**INPUT FOR THIS TASK**.
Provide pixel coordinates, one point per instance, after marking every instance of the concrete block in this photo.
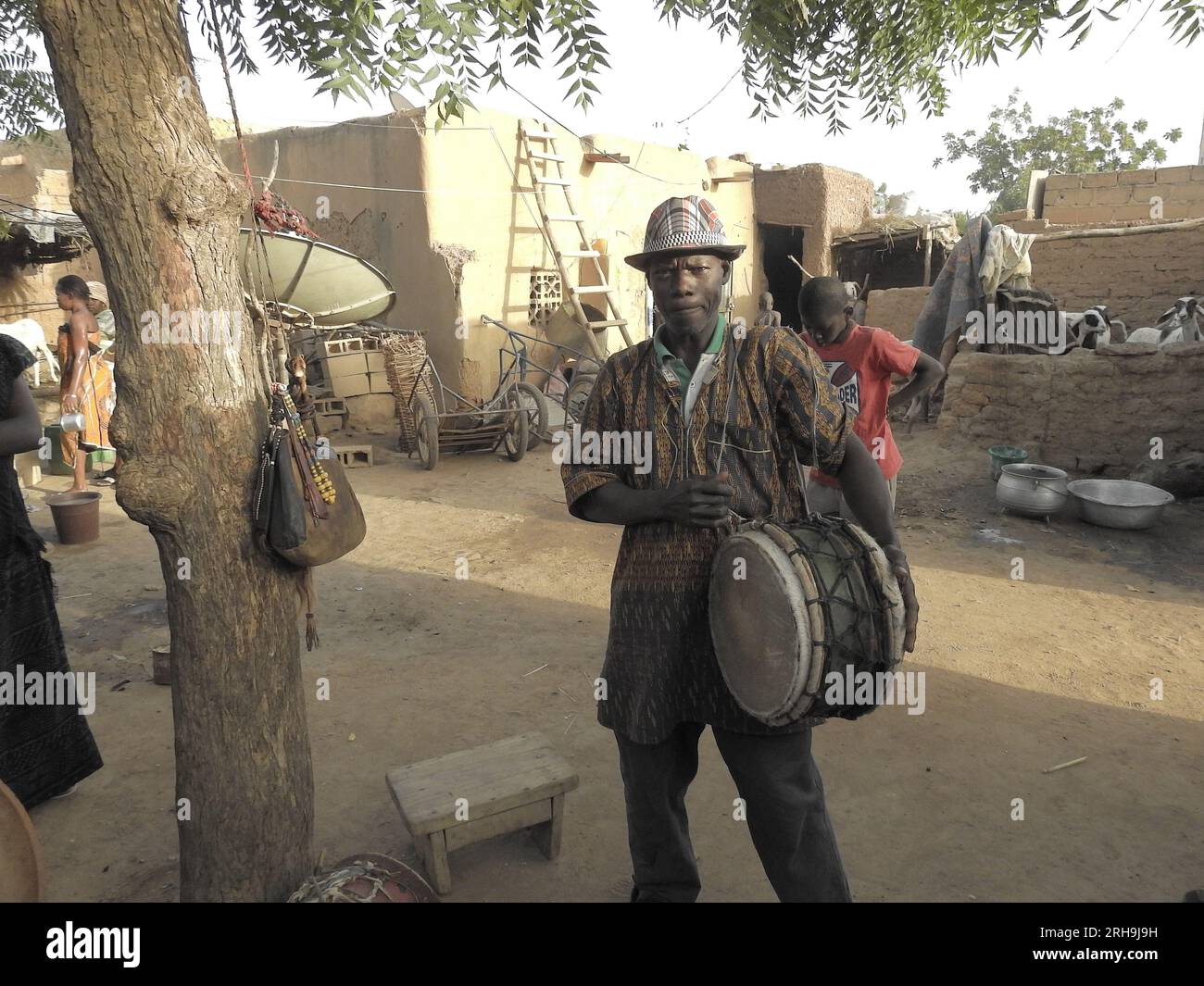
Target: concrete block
(353, 456)
(330, 406)
(1175, 175)
(1056, 182)
(1118, 195)
(1139, 177)
(1079, 215)
(335, 347)
(344, 365)
(349, 387)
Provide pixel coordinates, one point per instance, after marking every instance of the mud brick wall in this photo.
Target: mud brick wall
(1138, 275)
(1088, 413)
(896, 309)
(1112, 196)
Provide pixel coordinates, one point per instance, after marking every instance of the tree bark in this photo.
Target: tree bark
(189, 421)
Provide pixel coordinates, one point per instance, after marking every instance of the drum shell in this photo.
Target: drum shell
(847, 613)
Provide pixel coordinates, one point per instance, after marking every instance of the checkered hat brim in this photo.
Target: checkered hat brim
(684, 225)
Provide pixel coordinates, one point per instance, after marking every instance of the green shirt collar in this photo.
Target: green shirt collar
(678, 365)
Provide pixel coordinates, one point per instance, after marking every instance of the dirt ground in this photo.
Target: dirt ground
(1022, 676)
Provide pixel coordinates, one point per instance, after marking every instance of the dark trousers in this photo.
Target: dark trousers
(783, 794)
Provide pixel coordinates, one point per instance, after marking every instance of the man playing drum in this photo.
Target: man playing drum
(726, 408)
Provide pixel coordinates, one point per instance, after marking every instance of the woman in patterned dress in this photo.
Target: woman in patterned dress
(87, 383)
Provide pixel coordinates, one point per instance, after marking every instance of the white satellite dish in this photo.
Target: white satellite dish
(333, 285)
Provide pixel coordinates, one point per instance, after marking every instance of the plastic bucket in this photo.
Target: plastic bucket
(160, 662)
(1004, 456)
(55, 465)
(76, 517)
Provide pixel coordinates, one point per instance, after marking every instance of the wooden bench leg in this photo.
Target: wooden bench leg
(433, 852)
(546, 836)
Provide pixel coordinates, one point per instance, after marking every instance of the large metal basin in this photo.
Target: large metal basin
(1121, 504)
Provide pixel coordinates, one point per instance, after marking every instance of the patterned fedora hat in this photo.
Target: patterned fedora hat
(684, 225)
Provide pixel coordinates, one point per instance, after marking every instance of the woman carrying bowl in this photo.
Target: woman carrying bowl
(87, 384)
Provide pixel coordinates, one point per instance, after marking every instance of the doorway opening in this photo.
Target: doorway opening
(778, 244)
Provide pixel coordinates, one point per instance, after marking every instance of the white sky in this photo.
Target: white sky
(658, 76)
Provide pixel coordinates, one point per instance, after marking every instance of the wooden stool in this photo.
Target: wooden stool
(464, 797)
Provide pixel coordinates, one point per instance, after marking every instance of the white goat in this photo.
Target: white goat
(31, 335)
(1176, 324)
(1094, 329)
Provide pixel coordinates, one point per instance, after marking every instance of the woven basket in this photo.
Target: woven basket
(405, 364)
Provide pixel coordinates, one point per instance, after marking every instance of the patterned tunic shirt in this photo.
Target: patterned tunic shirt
(660, 666)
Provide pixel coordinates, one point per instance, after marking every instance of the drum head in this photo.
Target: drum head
(759, 625)
(22, 872)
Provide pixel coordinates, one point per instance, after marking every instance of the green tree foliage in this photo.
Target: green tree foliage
(811, 58)
(1082, 141)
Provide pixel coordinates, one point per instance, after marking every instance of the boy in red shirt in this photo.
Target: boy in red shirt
(861, 361)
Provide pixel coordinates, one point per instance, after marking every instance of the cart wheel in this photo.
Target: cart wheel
(578, 395)
(426, 429)
(533, 399)
(518, 431)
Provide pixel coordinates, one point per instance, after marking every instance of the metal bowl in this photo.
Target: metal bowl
(1121, 504)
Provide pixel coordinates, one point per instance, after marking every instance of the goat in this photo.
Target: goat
(1095, 328)
(31, 335)
(1176, 324)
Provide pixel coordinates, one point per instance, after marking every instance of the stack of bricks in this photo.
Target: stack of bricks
(1083, 412)
(354, 366)
(1118, 196)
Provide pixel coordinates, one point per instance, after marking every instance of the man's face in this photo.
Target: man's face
(687, 291)
(825, 327)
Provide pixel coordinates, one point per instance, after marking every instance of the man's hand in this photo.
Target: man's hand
(701, 501)
(907, 588)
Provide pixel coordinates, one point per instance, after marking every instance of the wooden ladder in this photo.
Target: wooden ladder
(541, 180)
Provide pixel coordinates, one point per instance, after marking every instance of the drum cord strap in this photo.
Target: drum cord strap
(738, 336)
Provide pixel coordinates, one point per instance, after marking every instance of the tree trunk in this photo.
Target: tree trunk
(164, 215)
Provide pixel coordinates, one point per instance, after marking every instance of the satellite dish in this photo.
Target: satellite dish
(400, 104)
(333, 285)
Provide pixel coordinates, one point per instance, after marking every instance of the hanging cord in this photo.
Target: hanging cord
(738, 331)
(794, 452)
(257, 231)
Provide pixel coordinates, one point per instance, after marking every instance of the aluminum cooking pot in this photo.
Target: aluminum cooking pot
(1032, 490)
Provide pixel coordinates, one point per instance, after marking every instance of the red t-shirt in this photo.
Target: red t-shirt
(861, 369)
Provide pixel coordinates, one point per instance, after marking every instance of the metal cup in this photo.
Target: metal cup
(73, 421)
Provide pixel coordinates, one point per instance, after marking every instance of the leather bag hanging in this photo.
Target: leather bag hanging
(305, 511)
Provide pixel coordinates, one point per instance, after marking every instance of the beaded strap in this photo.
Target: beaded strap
(320, 477)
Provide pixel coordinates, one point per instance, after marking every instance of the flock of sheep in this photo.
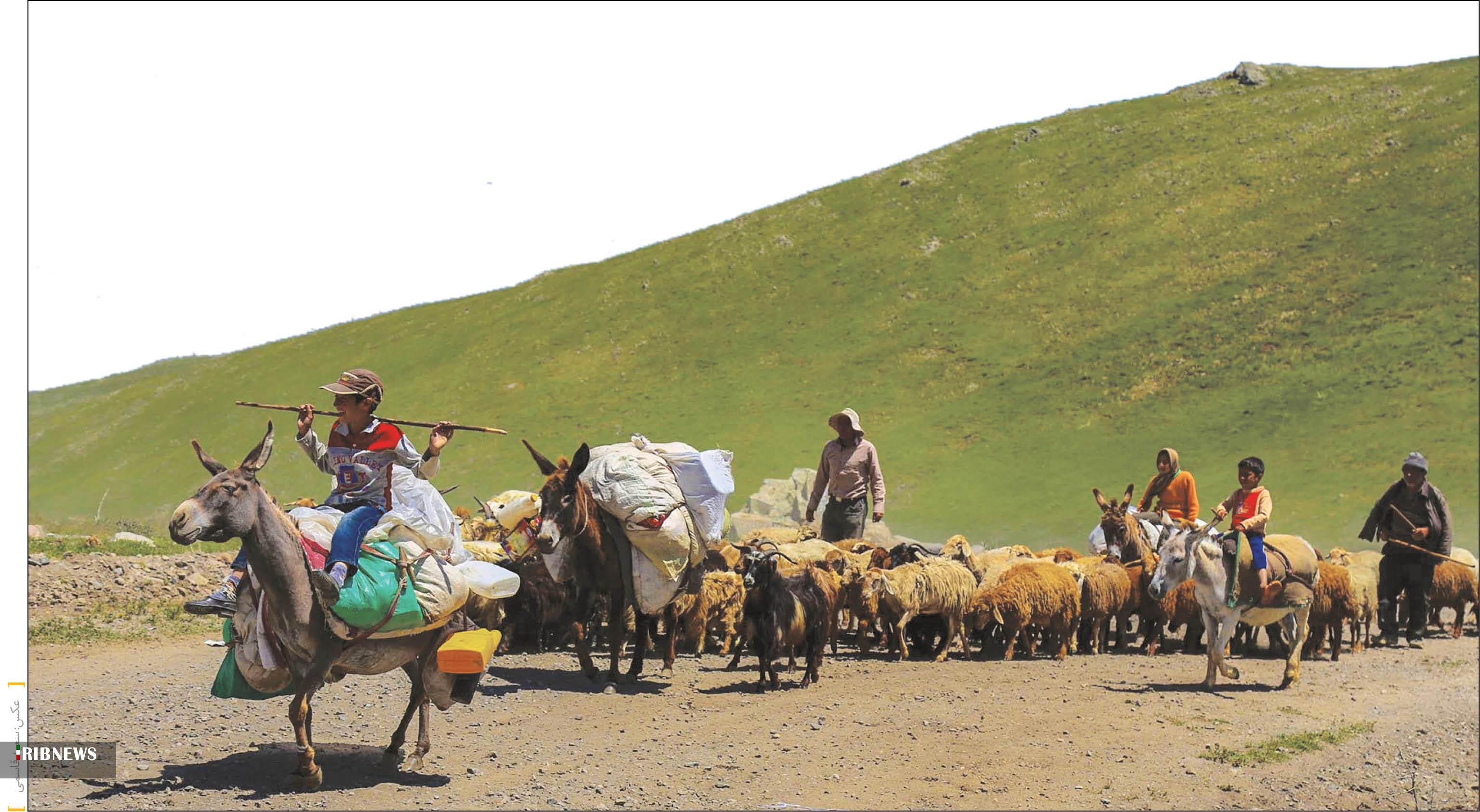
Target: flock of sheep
(782, 592)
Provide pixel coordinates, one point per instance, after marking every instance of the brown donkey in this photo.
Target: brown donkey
(233, 505)
(570, 515)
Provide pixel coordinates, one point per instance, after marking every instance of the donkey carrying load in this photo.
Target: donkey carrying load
(234, 505)
(1200, 557)
(601, 552)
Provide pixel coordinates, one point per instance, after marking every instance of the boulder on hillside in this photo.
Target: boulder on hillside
(745, 524)
(784, 500)
(1250, 73)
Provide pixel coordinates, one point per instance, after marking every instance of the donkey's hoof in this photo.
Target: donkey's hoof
(307, 783)
(390, 761)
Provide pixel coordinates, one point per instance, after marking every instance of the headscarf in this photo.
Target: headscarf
(1162, 479)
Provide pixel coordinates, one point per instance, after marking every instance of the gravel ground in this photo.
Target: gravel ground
(1110, 731)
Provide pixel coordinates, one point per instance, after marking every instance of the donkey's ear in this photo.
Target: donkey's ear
(547, 468)
(578, 465)
(258, 456)
(206, 459)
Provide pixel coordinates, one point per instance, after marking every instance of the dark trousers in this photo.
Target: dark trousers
(844, 518)
(1405, 573)
(350, 534)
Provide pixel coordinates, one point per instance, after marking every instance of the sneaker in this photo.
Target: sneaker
(221, 602)
(326, 586)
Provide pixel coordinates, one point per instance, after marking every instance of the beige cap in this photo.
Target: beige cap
(357, 382)
(850, 414)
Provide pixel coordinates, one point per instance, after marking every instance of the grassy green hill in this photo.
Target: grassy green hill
(1285, 271)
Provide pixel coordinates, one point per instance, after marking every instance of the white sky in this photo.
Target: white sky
(196, 168)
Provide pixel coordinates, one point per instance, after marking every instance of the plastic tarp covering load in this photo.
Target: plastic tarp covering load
(255, 660)
(440, 583)
(640, 489)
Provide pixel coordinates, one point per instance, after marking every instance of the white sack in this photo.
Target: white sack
(440, 586)
(489, 580)
(704, 478)
(418, 514)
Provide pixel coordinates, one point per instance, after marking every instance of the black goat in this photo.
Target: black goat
(784, 613)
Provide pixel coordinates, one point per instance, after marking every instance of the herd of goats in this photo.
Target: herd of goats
(784, 592)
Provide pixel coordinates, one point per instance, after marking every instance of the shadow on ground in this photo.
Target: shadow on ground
(266, 771)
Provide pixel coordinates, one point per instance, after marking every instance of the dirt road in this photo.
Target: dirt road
(1109, 731)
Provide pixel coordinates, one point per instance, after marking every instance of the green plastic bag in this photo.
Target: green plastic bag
(230, 684)
(365, 599)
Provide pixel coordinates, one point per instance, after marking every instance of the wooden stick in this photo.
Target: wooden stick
(1399, 514)
(378, 418)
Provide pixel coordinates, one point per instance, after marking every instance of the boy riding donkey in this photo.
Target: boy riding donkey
(1251, 508)
(360, 454)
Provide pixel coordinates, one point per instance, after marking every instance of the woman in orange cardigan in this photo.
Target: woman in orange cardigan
(1173, 489)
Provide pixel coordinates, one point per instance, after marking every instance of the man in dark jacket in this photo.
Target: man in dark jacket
(1411, 511)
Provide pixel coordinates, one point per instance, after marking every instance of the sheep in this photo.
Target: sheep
(1365, 592)
(932, 586)
(1034, 594)
(992, 564)
(1455, 585)
(831, 583)
(779, 534)
(1466, 557)
(718, 605)
(1335, 604)
(1107, 594)
(985, 565)
(784, 612)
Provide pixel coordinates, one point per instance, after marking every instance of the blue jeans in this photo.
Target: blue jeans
(1257, 549)
(351, 532)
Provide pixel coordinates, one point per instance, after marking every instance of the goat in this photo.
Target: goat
(784, 612)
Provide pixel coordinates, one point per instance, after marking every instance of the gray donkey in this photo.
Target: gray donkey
(234, 505)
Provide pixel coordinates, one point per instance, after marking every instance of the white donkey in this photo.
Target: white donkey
(1198, 555)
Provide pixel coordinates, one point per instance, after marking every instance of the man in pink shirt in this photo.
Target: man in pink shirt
(850, 472)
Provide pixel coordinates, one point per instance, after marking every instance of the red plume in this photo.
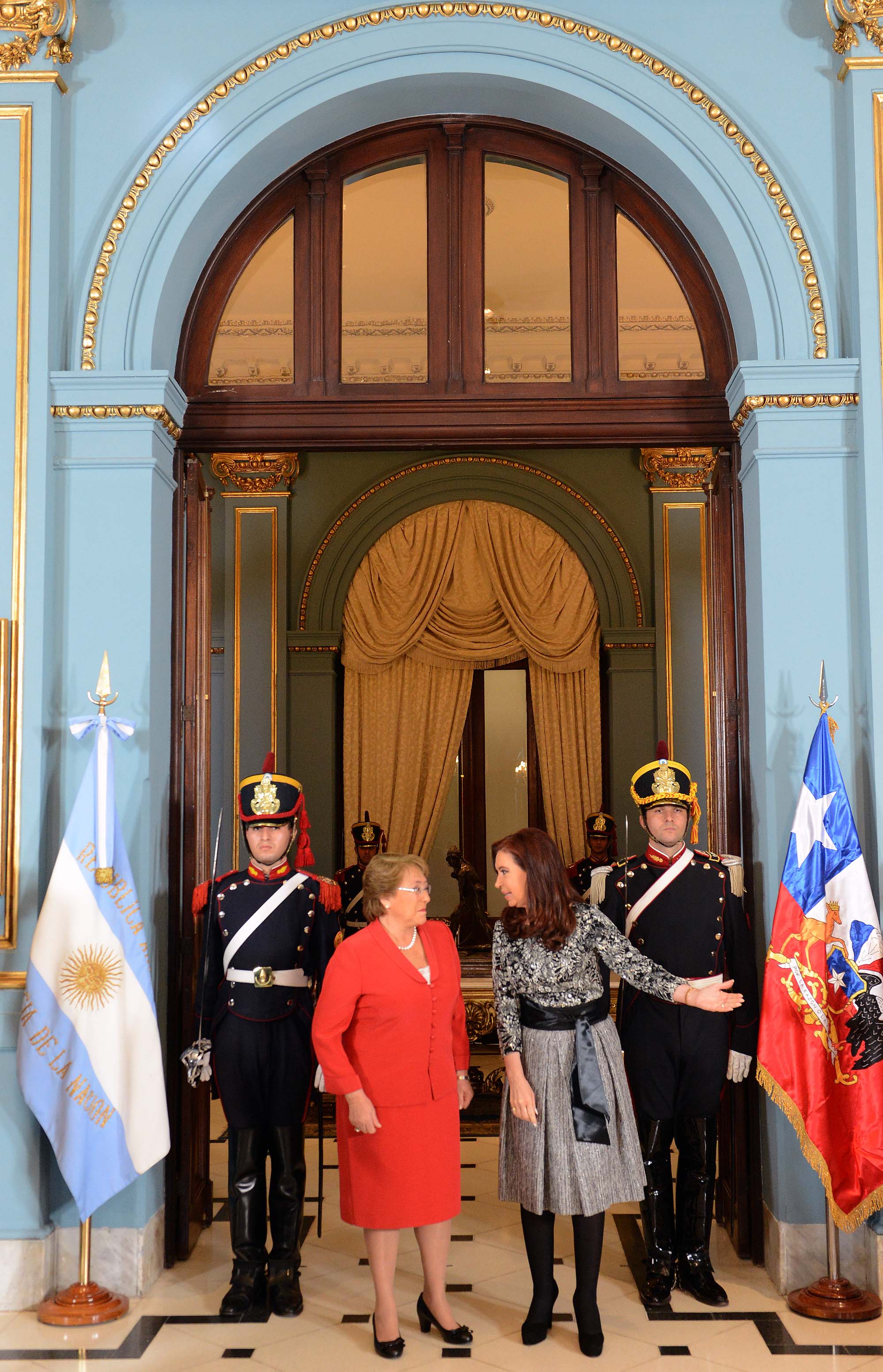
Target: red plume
(304, 855)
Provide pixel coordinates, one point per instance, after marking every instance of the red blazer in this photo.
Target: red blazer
(378, 1025)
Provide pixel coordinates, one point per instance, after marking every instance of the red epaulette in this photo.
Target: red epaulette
(201, 892)
(329, 891)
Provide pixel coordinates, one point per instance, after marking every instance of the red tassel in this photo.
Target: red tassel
(329, 894)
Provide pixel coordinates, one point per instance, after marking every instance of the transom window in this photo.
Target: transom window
(462, 258)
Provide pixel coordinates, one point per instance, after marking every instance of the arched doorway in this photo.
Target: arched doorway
(448, 284)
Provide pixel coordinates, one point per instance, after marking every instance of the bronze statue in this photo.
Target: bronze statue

**EXERCISE OBJECTIVE**.
Each line from the one containing "blazer in this photo." to the end of the listing above should be copied exactly, and nothing else.

**OUTPUT OF THE EXERCISE**.
Provide pixel coordinates, one point per instance, after marking every instance of the red blazer in this photo.
Target: red blazer
(378, 1025)
Provide pixel coordinates, one point per instance, after marking every instance of the red epaulette in this photo.
Target: red epaulette
(201, 892)
(329, 891)
Provide pixel coordinates, one point per instance, after marking every instance of the red tassel in this photo.
Target: red tassel
(329, 894)
Provide pixel coordinates, one point per instance, after marking every instance of the transom window in this photo.
Target: transom window
(462, 258)
Provide pixel coordinates, one point per instance, after marking every instance of the arched doorway in this photo.
Target: arched doorway
(448, 284)
Provide pixel coordinates, one point per instance, after marking every instance of the bronze statue in this photo.
Target: bronze statue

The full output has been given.